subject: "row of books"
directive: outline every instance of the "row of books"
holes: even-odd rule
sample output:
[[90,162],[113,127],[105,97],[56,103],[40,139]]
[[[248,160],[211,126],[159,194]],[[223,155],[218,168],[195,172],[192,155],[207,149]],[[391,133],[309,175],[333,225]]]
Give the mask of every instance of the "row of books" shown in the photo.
---
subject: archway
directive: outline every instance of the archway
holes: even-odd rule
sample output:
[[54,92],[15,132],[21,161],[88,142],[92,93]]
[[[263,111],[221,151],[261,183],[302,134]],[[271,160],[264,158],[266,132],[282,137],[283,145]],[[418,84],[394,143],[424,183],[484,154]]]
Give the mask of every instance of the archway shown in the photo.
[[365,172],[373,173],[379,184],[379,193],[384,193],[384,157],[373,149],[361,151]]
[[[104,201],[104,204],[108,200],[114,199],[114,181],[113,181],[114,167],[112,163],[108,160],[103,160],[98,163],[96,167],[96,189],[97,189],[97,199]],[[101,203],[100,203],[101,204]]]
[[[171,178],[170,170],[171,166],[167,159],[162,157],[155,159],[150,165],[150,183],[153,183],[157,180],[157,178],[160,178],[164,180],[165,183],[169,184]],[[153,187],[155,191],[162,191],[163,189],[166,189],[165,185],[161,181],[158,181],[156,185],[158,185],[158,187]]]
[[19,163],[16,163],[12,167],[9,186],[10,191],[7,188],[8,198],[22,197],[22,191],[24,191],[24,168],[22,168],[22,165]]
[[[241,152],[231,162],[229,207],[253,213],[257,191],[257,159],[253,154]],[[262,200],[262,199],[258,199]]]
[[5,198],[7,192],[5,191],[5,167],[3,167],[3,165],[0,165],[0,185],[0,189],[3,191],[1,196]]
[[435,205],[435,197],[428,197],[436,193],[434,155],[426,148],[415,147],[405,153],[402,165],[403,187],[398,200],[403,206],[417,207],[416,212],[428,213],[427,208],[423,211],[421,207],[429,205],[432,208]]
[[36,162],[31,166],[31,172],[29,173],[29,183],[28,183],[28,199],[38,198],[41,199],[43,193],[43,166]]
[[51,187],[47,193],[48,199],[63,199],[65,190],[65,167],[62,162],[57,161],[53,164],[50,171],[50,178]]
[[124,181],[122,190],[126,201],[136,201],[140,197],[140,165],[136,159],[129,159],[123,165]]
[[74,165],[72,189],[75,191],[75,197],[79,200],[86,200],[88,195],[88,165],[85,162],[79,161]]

▸ Task item: Could you count how many lines in the records contain the word "directive"? Only the number is needed.

▸ Finished task: 2